#### SET EXERCISE
Give back exactly the lines from the one holding "Every instance gets one point. Tag the round" to the bottom of the material, both included, and nothing more. No pictures.

#### Photo-based point labeling data

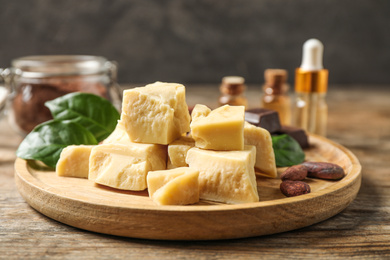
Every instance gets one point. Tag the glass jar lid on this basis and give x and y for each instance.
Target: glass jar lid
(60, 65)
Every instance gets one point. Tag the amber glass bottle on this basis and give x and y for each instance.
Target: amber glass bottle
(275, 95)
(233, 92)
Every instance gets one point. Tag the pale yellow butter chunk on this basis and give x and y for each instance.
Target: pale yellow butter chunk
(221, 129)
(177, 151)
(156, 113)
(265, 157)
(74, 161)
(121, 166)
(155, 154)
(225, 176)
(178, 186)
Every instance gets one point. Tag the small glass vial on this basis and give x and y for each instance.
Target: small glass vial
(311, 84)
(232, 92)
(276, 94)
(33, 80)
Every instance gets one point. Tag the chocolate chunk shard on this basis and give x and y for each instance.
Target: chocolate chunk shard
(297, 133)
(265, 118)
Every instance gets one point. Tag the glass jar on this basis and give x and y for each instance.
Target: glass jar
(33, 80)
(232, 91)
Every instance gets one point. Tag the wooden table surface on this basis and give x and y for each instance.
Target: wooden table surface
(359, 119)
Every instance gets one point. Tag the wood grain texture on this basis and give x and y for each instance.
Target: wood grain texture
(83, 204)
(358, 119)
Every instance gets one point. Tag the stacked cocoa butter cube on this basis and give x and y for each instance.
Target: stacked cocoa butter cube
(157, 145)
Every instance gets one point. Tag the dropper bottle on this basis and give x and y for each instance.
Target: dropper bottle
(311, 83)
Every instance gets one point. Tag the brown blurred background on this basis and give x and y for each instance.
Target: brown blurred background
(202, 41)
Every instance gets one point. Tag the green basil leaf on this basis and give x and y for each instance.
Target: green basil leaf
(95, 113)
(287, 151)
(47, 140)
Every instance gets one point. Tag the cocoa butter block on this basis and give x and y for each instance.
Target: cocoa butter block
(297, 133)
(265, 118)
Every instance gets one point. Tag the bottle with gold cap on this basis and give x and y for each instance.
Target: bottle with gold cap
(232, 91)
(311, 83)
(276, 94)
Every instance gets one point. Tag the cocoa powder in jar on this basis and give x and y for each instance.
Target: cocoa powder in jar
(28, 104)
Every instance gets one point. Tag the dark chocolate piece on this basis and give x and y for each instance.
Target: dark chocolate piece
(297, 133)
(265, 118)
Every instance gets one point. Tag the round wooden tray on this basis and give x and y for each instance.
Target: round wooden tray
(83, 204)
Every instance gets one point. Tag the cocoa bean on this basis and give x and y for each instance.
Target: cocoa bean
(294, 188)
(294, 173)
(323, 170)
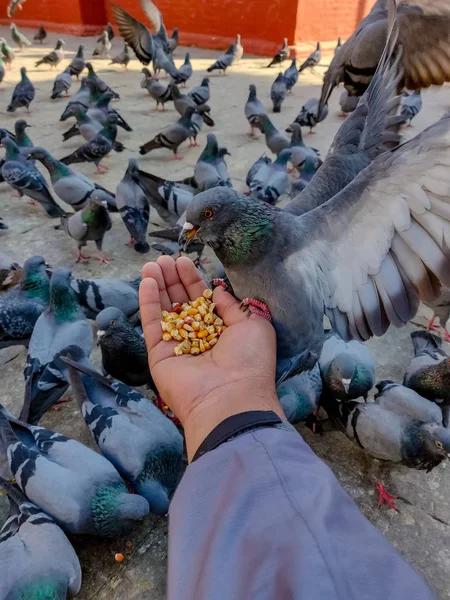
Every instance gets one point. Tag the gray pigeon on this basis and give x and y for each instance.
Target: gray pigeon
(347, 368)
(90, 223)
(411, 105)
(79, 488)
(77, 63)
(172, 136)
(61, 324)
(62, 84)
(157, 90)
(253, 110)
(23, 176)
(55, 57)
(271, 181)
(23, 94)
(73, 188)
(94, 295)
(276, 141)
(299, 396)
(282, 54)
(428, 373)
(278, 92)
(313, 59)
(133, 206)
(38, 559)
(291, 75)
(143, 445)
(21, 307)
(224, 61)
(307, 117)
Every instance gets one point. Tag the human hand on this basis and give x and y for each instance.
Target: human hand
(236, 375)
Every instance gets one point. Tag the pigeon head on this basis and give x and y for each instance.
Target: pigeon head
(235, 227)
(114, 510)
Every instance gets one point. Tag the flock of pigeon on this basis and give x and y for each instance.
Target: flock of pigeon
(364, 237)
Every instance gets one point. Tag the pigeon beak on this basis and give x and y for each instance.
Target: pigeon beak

#### RESPONSE BELOW
Every instance gets one point. Tag the round wooden tray on this basis and give x and y for each instance.
Target: round wooden tray
(83, 204)
Every instance gets one point. Tag the cocoa bean on this basis and give x and y for each instance.
Target: cocoa bean
(294, 188)
(294, 173)
(323, 170)
Every instance gets one point. Tag the gray pigeon on this basis and give x and y for each instance.
Target: gray pigeon
(347, 368)
(90, 223)
(411, 105)
(79, 488)
(77, 63)
(172, 136)
(61, 324)
(62, 84)
(157, 90)
(253, 110)
(23, 176)
(55, 57)
(271, 181)
(23, 94)
(73, 188)
(94, 295)
(276, 141)
(299, 396)
(282, 54)
(428, 373)
(278, 92)
(313, 59)
(133, 206)
(38, 559)
(291, 75)
(143, 445)
(21, 307)
(224, 61)
(307, 117)
Every instance gets one point. Tag the human hand on this basis and give x and y for each instance.
Target: human hand
(236, 375)
Every instance gets one point. Tag the pigeon head on this basis and give x and y for each instance.
Target: pigeon head
(235, 227)
(114, 510)
Every instance gets one point. Tag the flock of pigeon on this basis and give x and y for each instance.
Target: flock of pigeon
(364, 237)
Every instance gets one point. Tag the pigeon beak on this basis and give x and y for each instance.
Target: pigeon beak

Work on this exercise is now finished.